──────── GIVEN TEXT
Monday, May 6, 2013

The New Old Math


            Math and I are formidable foes and I have written about our rocky relationship before.  But there’s a new twist to the story of late-- one I think you’ll enjoy.  For those of you who’ve been following along, I’m in graduate school to get a masters degree in teaching elementary education.  I mention it because the class I took this semester was in how to teach young children math with Cognitively Guided Instruction or intuitively—in other words: letting the child solve the problem the way he or she instinctively wants to.  “Intuitively?!” you exclaim.  Yes, you heard right.  The entire gist of the class and the bedrock of the two textbooks we worked from was this: allow kids to arrive at the answer the way in which their brains naturally get them there.  “What!?!” I hear you blathering, “but that’s the opposite of how I learned math as a child!  I spent hours learning logarithms that made no sense and buckled under the weight of wrote memorization drills.  I remember fear, anxiety and being told I was doing it wrong as if it were only yesterday.”  I know, pal.  You and me both.  Calm, down, you’re sweating a little.  Are you okay?
            The idea is that children show up the first day of kindergarten with a robust brain full of informal or intuitive knowledge of mathematics—just ask any four year old what to do with one cookie when his sister is sitting next to him in the back seat of the car.  Break it in half.  That’s intuitive problem solving.  That’s math.  Over the years, addition, subtraction and multiplication become organic extensions of what little kids already know, and they know a lot.  Then, with any luck, your young child will get a teacher who has been taught that creating a positive attitude about math is not only important but germane to her bright future.  No more fear—a lot less shame.
────────────────
- GIVEN EXERCISE A:
Count the lines of the records that contain the string "grey", with case counting. Reply with the number only.
──────── GIVEN DATA
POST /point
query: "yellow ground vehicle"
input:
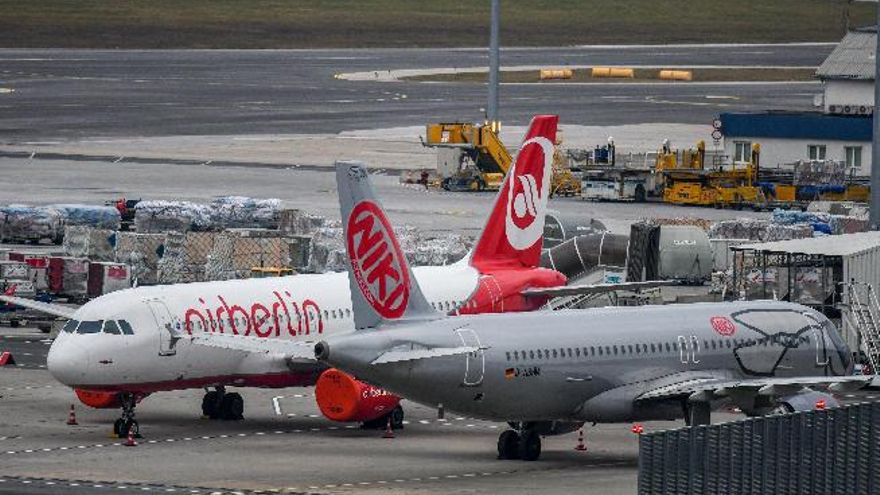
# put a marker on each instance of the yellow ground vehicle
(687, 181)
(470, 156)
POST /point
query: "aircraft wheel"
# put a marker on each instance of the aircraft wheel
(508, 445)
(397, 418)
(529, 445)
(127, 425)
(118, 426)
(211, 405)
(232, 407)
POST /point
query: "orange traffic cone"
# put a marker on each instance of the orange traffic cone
────────────────
──────── GIVEN DATA
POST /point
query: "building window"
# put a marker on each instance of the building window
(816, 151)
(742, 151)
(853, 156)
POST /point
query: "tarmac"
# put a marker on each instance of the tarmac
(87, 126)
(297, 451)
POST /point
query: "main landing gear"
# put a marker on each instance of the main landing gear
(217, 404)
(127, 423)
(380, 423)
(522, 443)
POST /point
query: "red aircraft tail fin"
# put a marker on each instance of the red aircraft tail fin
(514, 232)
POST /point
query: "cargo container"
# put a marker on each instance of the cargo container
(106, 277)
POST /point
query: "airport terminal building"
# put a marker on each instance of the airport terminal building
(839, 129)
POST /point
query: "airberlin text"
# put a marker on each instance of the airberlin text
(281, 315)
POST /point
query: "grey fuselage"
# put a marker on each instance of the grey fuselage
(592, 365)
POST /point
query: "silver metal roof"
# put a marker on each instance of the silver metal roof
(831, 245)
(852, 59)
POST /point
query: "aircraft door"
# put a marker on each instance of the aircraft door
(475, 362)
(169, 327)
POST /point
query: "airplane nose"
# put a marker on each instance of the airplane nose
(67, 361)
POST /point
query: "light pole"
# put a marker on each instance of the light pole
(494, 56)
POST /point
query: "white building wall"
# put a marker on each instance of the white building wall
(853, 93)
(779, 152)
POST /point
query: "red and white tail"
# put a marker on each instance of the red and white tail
────────────────
──────── GIVEN DATA
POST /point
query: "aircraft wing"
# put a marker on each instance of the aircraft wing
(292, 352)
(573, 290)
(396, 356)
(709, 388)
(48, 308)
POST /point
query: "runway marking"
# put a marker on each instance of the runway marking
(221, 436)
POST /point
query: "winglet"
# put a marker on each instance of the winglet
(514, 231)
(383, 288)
────────────────
- GIVEN EXERCISE B:
Answer these questions from the post about teaching math:
(i) What degree is the writer in graduate school to earn?
(ii) How many textbooks did the class work from?
(iii) According to the post, what would a four-year-old do with one cookie when his sister is sitting next to him?

- FINISHED ANSWER A:
2

- FINISHED ANSWER B:
(i) A masters degree in teaching elementary education.
(ii) Two.
(iii) Break it in half.